The Mahdi Times The Mahdi Times July 2014 | Seite 45
Whereas the memory of Empress
Makeda is so pervasive and dominant in
Ethiopia’s historical and cultural
consciousness, there is virtually no
living memory of this great Empress in
Yemen. People of Yemen have no living
traditions on the Queen of Sheba or of
any dynasty based on this great
Empress of Africa. Thus Ethiopia
appears to be the more plausible centre
of her historical empire.
According to tradition, and the
Kebra Negast, this Empress had
inherited a far-flung and
powerful empire from her
father Anagbo and built it to
greater extents. Its reaches
stretched from Arabia to India.
Her capital was located on the Ethiopian
mainland and ruins of her palaces are
top line tourist attraction for anyone
who has ever visited Ethiopia.
Sheba/Saba appears to have been one of
her principalities that was established
in Arabia. It also served as a major trade
centre for the caravan route.
Without doubt, the Sabans were as
black-skinned as the Ethiopians whom
the Greeks thought were the blackest
people in the world. The Shebans were
an Ethiopian people, who had long lived
in fertile parts of the Arabian Peninsula
close to the coast of their African
homeland. Sheba was as much a part of
Ethiopia as Scotland is a part of Britain.
The Sabean, or Himyaritic, Kingdom
(the Homeritae of the classics) is
thought to have become increasing
independent of Ethiopia and to have
flourished either contemporaneously
(D. H. Mueller) or after (Glaser,
Hommel) the Minean Kingdom.

--------

WRITTEN REQUEST 1 = Update the passage on Empress Makeda and Sheba between "Without doubt, the" and "part of Britain.", inclusive, putting "Wales" in place of "Scotland".
WRITTEN REQUEST 2 = In the passage on Empress Makeda, who was the father she inherited her empire from?
WRITTEN REQUEST 3 = Pick up the passage on Empress Makeda and Sheba where it stops, and carry it on.

RECORD SET =
--------

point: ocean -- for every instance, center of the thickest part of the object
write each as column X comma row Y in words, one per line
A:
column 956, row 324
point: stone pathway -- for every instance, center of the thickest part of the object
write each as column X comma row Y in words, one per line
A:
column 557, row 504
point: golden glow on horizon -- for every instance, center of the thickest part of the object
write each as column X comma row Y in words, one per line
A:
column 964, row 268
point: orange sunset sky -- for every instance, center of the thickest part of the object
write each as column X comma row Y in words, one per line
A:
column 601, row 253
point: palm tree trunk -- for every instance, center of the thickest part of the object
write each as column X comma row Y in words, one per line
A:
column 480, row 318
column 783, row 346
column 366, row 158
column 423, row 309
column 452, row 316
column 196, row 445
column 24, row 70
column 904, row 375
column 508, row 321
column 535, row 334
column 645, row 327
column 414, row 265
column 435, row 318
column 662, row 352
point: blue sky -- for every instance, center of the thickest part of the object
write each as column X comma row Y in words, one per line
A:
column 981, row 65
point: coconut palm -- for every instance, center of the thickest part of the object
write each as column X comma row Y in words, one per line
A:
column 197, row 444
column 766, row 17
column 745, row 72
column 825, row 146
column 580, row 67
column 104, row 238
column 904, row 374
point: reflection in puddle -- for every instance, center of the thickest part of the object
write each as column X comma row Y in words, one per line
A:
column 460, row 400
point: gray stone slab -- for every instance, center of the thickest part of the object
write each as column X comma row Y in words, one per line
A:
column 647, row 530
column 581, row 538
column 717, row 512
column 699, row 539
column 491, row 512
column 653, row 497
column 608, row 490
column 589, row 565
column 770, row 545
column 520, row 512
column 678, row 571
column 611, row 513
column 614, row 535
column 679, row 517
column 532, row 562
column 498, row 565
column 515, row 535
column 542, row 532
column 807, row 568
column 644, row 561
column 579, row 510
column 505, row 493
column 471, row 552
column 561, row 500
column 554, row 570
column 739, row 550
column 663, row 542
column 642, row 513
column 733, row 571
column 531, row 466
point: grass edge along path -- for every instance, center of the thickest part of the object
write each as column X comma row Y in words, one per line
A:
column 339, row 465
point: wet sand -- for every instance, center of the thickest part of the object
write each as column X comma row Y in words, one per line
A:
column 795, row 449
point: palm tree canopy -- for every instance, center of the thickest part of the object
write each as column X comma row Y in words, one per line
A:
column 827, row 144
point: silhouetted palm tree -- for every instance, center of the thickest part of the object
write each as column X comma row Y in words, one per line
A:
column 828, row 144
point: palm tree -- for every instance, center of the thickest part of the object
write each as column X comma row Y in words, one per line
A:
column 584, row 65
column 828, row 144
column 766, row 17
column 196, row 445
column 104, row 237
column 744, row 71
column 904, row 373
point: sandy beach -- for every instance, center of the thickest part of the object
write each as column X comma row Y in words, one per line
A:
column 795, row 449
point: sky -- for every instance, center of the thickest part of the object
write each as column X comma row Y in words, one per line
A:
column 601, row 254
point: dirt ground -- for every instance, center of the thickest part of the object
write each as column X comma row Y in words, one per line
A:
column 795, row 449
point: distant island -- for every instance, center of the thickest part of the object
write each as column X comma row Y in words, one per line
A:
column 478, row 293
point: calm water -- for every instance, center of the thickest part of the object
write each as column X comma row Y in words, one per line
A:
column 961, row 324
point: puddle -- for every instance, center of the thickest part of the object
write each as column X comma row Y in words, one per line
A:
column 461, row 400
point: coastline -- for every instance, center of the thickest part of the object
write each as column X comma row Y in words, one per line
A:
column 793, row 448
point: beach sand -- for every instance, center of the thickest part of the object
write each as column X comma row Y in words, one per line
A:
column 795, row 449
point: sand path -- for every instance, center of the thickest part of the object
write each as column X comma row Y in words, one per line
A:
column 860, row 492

--------

FINAL ANSWER 1 =
Without doubt, the Sabans were as
black-skinned as the Ethiopians whom
the Greeks thought were the blackest
people in the world. The Shebans were
an Ethiopian people, who had long lived
in fertile parts of the Arabian Peninsula
close to the coast of their African
homeland. Sheba was as much a part of
Ethiopia as Wales is a part of Britain.

FINAL ANSWER 2 = Anagbo

FINAL ANSWER 3 =
Its administrative center was Marib (the
Mariaba of the Arabian classics) famous
for its dam, the breaking of which is
often mentioned by later Arabic poets
and traditions as the immediate cause of
the fall of the Sabean power. Saba,
however was still prominent till about
300 A.D., when it was regained by the
African Ethiopians.
Kataban
A third kingdom was that of Kataban,
another Black African established
principality, which gave rise to the
modern Oman. The capital of Kataban
was named Timna and was located on
the trade route which passed through
the other kingdoms of Hadramaut, Saba
and Ma’in.
The chief deity of the Katabanians was
Amm, probable connected with Ammon
or Amun the chief God of Ancient Egypt
and the people called themselves the
“children of Amm” hence the modern
day Arabic name Oman a cognate of the
name Ammon.
Oman is one of those Gulf States still
predominantly African in phenotype
despite years of miscegenation. The
Katabans were shrewd international
traders of spices and perfumed which
were primarily sourced from Ethiopia
and Mozambique.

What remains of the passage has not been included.